WHAT YOU NEED TO DO
Every line from the one with "Objective: one point per instance of the treeline" to the end of the data needs to be copied exactly, and no line before it.

==== MATERIAL ====

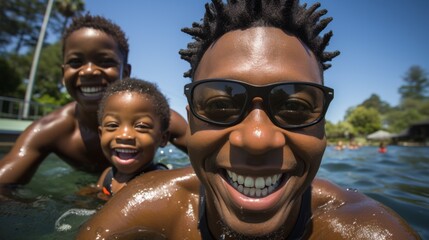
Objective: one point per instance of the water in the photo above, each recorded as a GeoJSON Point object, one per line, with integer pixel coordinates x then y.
{"type": "Point", "coordinates": [48, 207]}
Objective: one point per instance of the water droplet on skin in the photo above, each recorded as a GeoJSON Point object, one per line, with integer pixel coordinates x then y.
{"type": "Point", "coordinates": [21, 152]}
{"type": "Point", "coordinates": [352, 189]}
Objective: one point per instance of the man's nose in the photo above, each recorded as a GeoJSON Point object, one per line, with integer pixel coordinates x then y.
{"type": "Point", "coordinates": [257, 133]}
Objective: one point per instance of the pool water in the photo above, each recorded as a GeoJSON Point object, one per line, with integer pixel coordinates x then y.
{"type": "Point", "coordinates": [49, 208]}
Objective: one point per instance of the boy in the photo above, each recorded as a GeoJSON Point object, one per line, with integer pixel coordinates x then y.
{"type": "Point", "coordinates": [131, 135]}
{"type": "Point", "coordinates": [95, 54]}
{"type": "Point", "coordinates": [256, 116]}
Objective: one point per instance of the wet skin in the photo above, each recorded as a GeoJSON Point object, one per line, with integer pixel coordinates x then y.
{"type": "Point", "coordinates": [130, 136]}
{"type": "Point", "coordinates": [92, 60]}
{"type": "Point", "coordinates": [252, 148]}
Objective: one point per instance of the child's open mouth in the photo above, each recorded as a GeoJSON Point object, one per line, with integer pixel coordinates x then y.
{"type": "Point", "coordinates": [125, 154]}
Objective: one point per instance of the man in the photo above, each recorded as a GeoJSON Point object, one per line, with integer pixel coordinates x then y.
{"type": "Point", "coordinates": [256, 117]}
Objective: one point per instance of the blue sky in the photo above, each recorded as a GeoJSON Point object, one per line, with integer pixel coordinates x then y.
{"type": "Point", "coordinates": [378, 40]}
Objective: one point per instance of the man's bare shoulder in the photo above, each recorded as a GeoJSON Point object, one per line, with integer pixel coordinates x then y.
{"type": "Point", "coordinates": [155, 202]}
{"type": "Point", "coordinates": [342, 214]}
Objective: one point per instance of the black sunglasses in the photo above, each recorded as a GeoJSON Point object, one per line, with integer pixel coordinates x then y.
{"type": "Point", "coordinates": [225, 102]}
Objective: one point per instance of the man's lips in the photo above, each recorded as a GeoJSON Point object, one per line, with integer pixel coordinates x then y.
{"type": "Point", "coordinates": [255, 193]}
{"type": "Point", "coordinates": [91, 91]}
{"type": "Point", "coordinates": [254, 186]}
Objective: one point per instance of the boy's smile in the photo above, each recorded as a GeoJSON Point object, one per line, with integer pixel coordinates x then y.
{"type": "Point", "coordinates": [130, 131]}
{"type": "Point", "coordinates": [90, 67]}
{"type": "Point", "coordinates": [255, 172]}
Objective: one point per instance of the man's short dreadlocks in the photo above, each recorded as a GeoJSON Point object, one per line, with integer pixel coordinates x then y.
{"type": "Point", "coordinates": [288, 15]}
{"type": "Point", "coordinates": [102, 24]}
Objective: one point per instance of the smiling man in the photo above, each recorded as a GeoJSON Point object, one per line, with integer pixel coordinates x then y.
{"type": "Point", "coordinates": [256, 115]}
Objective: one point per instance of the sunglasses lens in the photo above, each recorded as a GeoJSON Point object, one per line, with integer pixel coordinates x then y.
{"type": "Point", "coordinates": [219, 102]}
{"type": "Point", "coordinates": [296, 105]}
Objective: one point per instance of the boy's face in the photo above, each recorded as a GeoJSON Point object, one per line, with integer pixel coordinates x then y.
{"type": "Point", "coordinates": [92, 60]}
{"type": "Point", "coordinates": [130, 131]}
{"type": "Point", "coordinates": [255, 149]}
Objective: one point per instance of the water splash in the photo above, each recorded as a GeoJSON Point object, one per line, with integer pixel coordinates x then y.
{"type": "Point", "coordinates": [62, 226]}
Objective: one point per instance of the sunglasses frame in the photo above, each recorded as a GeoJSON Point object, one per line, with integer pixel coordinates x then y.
{"type": "Point", "coordinates": [262, 91]}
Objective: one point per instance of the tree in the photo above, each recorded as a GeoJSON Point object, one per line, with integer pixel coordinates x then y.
{"type": "Point", "coordinates": [375, 102]}
{"type": "Point", "coordinates": [10, 78]}
{"type": "Point", "coordinates": [364, 120]}
{"type": "Point", "coordinates": [342, 129]}
{"type": "Point", "coordinates": [69, 9]}
{"type": "Point", "coordinates": [416, 84]}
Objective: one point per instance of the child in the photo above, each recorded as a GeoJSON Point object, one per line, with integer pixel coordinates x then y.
{"type": "Point", "coordinates": [95, 52]}
{"type": "Point", "coordinates": [256, 108]}
{"type": "Point", "coordinates": [134, 117]}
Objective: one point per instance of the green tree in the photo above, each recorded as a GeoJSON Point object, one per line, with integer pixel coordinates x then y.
{"type": "Point", "coordinates": [409, 111]}
{"type": "Point", "coordinates": [10, 78]}
{"type": "Point", "coordinates": [342, 129]}
{"type": "Point", "coordinates": [364, 120]}
{"type": "Point", "coordinates": [416, 84]}
{"type": "Point", "coordinates": [21, 21]}
{"type": "Point", "coordinates": [375, 102]}
{"type": "Point", "coordinates": [69, 9]}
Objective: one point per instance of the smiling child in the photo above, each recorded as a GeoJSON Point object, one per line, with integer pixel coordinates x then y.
{"type": "Point", "coordinates": [134, 117]}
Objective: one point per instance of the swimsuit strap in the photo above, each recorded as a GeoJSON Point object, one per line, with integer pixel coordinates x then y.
{"type": "Point", "coordinates": [297, 232]}
{"type": "Point", "coordinates": [107, 182]}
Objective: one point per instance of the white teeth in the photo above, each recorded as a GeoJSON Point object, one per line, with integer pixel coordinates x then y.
{"type": "Point", "coordinates": [254, 186]}
{"type": "Point", "coordinates": [124, 150]}
{"type": "Point", "coordinates": [91, 91]}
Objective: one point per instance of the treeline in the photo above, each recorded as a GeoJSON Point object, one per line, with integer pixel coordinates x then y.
{"type": "Point", "coordinates": [20, 23]}
{"type": "Point", "coordinates": [374, 114]}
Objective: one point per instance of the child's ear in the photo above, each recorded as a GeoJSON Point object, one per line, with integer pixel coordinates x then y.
{"type": "Point", "coordinates": [164, 138]}
{"type": "Point", "coordinates": [126, 71]}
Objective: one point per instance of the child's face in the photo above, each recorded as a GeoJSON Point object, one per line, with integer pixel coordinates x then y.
{"type": "Point", "coordinates": [92, 60]}
{"type": "Point", "coordinates": [130, 131]}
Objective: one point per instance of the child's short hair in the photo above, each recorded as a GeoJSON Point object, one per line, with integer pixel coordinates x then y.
{"type": "Point", "coordinates": [102, 24]}
{"type": "Point", "coordinates": [134, 85]}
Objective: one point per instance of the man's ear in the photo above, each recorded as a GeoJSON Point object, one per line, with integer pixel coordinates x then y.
{"type": "Point", "coordinates": [99, 131]}
{"type": "Point", "coordinates": [164, 138]}
{"type": "Point", "coordinates": [188, 112]}
{"type": "Point", "coordinates": [62, 74]}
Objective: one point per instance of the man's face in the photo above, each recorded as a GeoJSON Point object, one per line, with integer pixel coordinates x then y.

====

SOLUTION FOR THIS EXERCISE
Objective: one point per instance of the treeline in the photo above, each recorded as a GeoJSON Point object, one per line, with integer pixel coordinates x then y.
{"type": "Point", "coordinates": [20, 23]}
{"type": "Point", "coordinates": [374, 114]}
Objective: one point per instance of the child's ear in the photo above, each recorded as a GeoJSON Point object, one per line, with integer pixel coordinates x then y.
{"type": "Point", "coordinates": [164, 138]}
{"type": "Point", "coordinates": [126, 71]}
Objective: one point per instance of the child's face in the photo above, each recorded as a GeoJSON Point object, one per line, with integer pixel coordinates x then y.
{"type": "Point", "coordinates": [92, 60]}
{"type": "Point", "coordinates": [130, 131]}
Objective: one point per instance of the child's short hair in the photo above, each recorded as a GeoJSON Point object, one per line, with integer pixel coordinates x then y.
{"type": "Point", "coordinates": [102, 24]}
{"type": "Point", "coordinates": [134, 85]}
Objective: one point per instance of the man's ear in the photo above, each recorded as a GeoJSON Point object, one per line, with integer pixel coordinates x then y.
{"type": "Point", "coordinates": [99, 131]}
{"type": "Point", "coordinates": [164, 138]}
{"type": "Point", "coordinates": [188, 112]}
{"type": "Point", "coordinates": [62, 74]}
Objective: one point per instance of the man's face in the photo above, each recorded as a GeoJSON Point object, one per line, with integer pixel coordinates x then y.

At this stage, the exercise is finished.